[Opening EXCERPTED RECORDS section]

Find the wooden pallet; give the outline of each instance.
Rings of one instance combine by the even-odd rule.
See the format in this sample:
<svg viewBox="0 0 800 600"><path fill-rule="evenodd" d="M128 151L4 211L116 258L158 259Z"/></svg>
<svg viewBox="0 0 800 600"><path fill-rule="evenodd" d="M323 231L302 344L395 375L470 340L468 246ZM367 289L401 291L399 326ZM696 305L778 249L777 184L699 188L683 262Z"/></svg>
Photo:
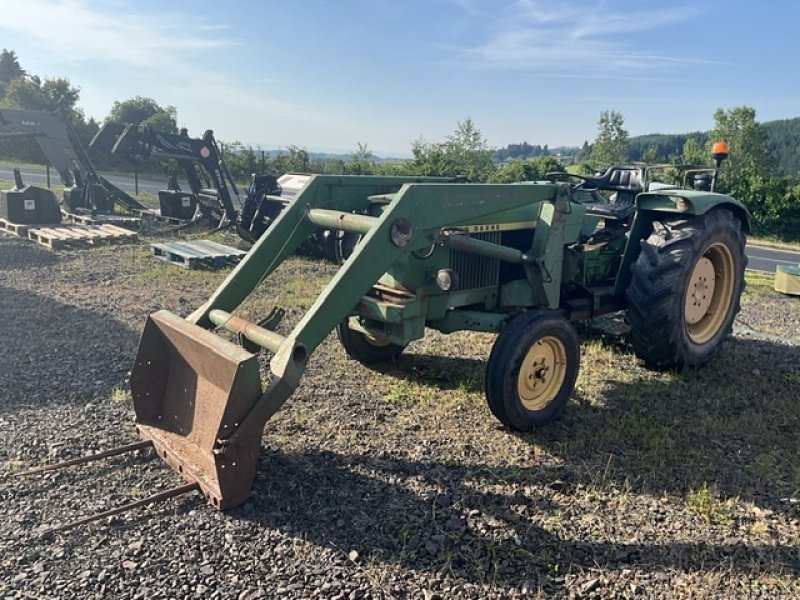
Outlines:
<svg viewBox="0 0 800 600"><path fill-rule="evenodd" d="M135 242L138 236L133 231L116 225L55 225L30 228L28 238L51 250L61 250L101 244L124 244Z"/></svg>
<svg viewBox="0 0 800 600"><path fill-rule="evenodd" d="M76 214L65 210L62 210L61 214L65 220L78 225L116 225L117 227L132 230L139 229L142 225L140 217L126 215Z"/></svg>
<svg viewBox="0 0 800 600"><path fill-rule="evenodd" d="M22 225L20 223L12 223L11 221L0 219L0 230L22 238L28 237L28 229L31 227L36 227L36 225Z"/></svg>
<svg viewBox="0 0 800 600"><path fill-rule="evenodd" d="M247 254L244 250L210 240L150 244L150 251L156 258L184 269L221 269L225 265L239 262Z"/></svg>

[Closing EXCERPTED RECORDS section]
[Opening EXCERPTED RECORDS section]

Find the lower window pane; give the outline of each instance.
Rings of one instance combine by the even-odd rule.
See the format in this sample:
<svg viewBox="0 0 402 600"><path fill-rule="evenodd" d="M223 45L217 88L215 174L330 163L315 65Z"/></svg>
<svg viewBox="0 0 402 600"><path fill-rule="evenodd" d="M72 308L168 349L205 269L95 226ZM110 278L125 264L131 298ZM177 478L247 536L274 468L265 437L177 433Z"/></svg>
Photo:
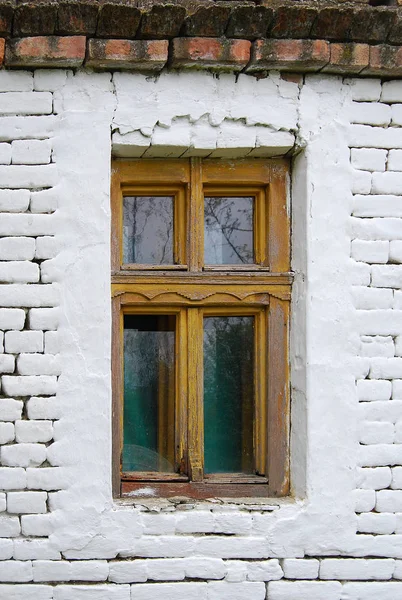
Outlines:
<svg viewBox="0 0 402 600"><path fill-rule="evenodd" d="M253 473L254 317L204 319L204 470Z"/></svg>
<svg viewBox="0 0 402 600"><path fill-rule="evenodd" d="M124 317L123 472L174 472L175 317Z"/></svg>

[Closing EXCERPTED RECORDS section]
[Opening EXCERPTED RECORDS section]

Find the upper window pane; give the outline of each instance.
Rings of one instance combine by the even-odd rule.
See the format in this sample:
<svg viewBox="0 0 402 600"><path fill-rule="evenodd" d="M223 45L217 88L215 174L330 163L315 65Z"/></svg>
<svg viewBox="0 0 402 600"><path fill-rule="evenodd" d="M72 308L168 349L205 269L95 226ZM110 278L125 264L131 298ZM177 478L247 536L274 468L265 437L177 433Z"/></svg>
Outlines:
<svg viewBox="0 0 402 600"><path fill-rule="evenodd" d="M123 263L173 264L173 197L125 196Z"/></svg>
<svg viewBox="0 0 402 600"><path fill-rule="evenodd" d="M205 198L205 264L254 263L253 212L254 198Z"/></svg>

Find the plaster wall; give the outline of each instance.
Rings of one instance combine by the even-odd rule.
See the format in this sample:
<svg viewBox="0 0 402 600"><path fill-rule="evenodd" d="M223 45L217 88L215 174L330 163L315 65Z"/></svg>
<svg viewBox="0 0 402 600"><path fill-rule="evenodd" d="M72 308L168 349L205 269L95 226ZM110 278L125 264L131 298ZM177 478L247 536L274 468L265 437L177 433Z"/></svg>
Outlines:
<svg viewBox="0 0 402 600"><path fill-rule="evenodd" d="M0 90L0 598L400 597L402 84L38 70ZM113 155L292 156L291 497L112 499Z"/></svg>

[Closing EXCERPTED RECORDS section]

- **GOAL OF THE EXERCISE**
If a line of the entries holds the word "pane", copy it out.

- **SOLUTION**
Find the lower window pane; give the outline of each instance.
Find the upper window pane; give the outline of each instance.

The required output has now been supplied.